**Your objective:** For each of the following statements about the text on the new UK alcohol guidelines, say yes if it agrees with the text and no if it does not, and quote the deciding words of the text. 1. The new guidance sets no recommended daily limit. 2. The recommended weekly allowance differs for men and women. 3. The guidance was developed by three independent groups of experts.

**Document passage:**
Publish date: Feb 2016
In January 2016 the first new alcohol guidelines were issued in over 20 years by Dame Sally Davies and fellow UK Chief Medical Officers (CMO’s). The new guidance has been met with mixed response as it departs significantly from previous guidance, and, differs from international guidance. Here the guidance is outlined, the evidence reviewed and the various responses from across the scientific, media, and third sector communities presented.
The guidance was developed over the last two and a half years from three independent groups of experts who have reviewed 44 systematic reviews and meta-analyses for the health effects of alcohol. The key changes are:
- The recommended weekly allowance is now the same for men and women.
- There is no safe limit of alcohol to drink, however to keep health risks to a low level a limit of 14 units per week is now recommended.
- There is no recommended daily limit.
- Heavy episodic drinking (binge-drinking) should be limited as it increases the risk of illness, accidents and injuries.
- If a women is pregnant they should not drink at all.
- The group determined that the evidence for the protective effects of drinking (notably on Ischaemic Heart Disease) is now weaker than previously thought, and that there is no justification for drinking on health grounds.
The changes have been made as there is considerable new evidence available on the harms of drinking since the previous guidance was issued. The new guidance was informed by a report from Sheffield University on mortality and morbidity risks from alcohol consumption in the UK. The cut-off point at which an individual became at ‘risk’ from developing a health condition attributable to alcohol was set at 1%. That is, out of 100 people at risk of developing a health condition from drinking, 1 person would develop it at this level.

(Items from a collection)

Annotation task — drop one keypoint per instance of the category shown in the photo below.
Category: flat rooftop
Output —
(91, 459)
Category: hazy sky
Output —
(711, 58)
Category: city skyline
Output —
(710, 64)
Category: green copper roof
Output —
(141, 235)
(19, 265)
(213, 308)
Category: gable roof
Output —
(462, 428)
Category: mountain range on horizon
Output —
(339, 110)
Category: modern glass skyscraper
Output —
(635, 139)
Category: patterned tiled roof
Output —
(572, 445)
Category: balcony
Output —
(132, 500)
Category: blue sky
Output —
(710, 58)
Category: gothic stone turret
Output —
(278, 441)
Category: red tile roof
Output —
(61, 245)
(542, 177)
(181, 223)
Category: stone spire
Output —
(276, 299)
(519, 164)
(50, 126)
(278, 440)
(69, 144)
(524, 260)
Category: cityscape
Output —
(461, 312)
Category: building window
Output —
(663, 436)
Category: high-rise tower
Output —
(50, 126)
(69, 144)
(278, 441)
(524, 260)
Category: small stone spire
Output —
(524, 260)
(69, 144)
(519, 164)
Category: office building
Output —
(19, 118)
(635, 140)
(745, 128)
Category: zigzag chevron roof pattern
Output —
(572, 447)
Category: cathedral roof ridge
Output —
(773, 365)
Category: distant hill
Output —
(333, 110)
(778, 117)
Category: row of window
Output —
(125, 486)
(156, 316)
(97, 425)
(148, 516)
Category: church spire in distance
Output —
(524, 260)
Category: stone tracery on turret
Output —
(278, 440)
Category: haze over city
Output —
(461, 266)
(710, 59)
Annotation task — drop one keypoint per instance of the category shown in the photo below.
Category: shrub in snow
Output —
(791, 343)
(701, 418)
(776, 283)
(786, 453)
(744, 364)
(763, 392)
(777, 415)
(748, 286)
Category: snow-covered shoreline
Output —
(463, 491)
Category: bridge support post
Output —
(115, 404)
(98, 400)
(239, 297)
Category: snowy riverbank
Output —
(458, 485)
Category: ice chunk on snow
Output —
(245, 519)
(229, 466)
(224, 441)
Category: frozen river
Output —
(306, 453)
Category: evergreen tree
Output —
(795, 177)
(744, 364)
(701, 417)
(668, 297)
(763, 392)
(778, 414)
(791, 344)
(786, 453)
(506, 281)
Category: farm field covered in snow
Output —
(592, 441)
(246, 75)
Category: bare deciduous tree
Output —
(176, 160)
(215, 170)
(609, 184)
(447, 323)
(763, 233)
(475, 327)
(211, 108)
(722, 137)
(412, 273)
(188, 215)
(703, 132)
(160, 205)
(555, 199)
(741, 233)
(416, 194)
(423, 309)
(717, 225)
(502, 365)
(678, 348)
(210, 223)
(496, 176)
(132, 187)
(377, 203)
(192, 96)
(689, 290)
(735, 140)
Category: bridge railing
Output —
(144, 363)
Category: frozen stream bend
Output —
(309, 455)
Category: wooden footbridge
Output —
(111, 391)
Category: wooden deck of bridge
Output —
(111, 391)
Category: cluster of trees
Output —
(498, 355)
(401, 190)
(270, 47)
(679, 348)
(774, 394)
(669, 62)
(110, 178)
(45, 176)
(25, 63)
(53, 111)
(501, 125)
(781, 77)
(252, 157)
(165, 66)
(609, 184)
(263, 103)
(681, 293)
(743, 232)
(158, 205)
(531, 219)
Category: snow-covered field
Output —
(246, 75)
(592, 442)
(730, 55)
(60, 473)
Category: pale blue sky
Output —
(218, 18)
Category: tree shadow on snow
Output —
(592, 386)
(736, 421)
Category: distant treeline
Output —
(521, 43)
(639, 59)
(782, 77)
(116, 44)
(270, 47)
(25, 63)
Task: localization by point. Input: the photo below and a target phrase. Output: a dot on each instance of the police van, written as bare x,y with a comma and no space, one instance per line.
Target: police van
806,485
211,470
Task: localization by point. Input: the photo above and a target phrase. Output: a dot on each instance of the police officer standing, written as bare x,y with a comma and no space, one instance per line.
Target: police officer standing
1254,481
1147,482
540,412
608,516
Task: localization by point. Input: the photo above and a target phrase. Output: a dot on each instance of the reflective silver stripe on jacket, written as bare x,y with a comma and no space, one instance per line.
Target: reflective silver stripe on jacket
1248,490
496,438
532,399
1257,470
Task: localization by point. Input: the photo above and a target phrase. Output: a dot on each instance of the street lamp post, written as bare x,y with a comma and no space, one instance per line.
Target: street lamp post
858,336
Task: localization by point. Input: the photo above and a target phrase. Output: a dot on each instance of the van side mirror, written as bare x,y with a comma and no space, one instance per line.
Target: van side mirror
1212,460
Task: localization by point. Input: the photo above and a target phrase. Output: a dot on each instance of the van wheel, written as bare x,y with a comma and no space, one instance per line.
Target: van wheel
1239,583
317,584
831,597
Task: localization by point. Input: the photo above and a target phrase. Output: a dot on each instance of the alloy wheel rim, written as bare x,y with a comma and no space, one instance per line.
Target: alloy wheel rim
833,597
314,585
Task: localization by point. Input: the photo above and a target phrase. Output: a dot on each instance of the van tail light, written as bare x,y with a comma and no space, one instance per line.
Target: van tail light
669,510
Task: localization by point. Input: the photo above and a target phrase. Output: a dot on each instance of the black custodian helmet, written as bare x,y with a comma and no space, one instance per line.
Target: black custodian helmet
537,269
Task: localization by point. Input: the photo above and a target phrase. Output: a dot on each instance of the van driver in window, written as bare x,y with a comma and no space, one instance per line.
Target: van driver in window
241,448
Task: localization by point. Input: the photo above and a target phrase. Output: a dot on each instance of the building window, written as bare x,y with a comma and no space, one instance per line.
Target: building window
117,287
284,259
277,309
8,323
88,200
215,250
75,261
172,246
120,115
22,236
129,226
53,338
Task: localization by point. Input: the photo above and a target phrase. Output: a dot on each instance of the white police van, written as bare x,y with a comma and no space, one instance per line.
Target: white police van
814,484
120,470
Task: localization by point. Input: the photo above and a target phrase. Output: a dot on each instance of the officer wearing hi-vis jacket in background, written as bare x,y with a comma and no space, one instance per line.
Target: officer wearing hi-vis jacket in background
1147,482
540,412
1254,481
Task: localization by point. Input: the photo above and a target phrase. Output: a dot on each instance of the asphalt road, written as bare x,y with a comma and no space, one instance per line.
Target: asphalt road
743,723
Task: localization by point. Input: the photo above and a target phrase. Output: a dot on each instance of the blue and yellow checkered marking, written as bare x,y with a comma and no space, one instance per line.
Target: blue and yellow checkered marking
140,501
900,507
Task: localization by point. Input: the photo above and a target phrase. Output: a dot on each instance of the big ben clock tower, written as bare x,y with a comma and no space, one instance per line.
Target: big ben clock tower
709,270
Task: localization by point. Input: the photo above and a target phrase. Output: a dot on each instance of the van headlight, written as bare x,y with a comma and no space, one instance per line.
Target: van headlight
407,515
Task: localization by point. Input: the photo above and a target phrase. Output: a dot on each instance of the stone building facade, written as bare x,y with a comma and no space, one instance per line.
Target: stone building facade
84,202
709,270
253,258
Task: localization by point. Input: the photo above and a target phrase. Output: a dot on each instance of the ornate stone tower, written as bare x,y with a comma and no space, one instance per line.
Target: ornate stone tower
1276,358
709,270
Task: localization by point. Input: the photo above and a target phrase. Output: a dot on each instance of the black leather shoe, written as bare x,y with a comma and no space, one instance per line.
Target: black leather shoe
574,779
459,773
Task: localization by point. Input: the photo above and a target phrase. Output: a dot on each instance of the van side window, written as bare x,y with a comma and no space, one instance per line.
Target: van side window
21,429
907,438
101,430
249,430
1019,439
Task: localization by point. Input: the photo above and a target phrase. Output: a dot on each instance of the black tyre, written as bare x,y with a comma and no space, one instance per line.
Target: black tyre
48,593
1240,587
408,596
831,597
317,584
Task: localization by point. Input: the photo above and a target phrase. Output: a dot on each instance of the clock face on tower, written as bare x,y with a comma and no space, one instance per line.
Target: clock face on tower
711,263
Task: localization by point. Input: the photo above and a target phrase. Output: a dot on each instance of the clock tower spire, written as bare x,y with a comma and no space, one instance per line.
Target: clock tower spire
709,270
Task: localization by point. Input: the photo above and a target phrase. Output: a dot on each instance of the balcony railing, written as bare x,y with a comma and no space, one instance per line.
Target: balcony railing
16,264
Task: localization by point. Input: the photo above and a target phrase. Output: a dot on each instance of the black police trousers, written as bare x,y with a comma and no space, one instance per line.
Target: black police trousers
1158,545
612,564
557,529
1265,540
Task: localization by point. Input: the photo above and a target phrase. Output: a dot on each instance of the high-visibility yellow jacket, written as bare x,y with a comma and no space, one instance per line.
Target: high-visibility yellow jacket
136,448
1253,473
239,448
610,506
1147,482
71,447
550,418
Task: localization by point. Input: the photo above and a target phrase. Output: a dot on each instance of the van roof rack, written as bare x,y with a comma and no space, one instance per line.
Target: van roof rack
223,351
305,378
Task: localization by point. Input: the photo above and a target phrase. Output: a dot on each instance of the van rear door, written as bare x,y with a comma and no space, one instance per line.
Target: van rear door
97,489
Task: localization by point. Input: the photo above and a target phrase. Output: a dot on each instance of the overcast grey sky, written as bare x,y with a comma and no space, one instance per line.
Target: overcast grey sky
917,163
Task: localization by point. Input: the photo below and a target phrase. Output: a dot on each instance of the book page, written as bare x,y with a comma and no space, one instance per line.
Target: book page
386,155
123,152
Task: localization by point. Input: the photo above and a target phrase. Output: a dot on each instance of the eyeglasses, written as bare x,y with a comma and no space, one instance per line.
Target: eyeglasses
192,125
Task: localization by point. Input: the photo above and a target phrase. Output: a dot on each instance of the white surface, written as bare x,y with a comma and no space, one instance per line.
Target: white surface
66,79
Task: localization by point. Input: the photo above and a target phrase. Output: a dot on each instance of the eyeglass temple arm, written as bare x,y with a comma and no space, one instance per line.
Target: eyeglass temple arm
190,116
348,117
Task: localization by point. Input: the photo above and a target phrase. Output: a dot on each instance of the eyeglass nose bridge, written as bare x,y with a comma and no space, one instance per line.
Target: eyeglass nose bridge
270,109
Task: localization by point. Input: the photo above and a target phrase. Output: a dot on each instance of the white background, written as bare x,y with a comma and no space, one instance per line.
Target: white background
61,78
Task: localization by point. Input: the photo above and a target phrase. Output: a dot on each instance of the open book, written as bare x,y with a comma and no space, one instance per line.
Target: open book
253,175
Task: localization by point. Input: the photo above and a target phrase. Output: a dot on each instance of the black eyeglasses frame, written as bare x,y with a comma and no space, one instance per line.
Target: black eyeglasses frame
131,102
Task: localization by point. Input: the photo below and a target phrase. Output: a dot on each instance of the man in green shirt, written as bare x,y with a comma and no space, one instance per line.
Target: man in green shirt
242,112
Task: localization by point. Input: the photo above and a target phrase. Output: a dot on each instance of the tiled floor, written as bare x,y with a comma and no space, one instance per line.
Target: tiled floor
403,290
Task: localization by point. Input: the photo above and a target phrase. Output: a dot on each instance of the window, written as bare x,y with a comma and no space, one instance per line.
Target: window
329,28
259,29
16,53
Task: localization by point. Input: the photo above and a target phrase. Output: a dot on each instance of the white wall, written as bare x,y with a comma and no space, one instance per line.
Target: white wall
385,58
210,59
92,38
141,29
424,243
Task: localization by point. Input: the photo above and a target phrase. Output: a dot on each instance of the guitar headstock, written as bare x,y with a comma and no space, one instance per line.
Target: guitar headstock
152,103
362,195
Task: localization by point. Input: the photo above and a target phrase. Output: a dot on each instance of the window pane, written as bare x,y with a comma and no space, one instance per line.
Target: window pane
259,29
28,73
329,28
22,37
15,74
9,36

**Output of the exercise:**
1. Yes: "There is no recommended daily limit."
2. No: "The recommended weekly allowance is now the same for men and women."
3. Yes: "The guidance was developed over the last two and a half years from three independent groups of experts"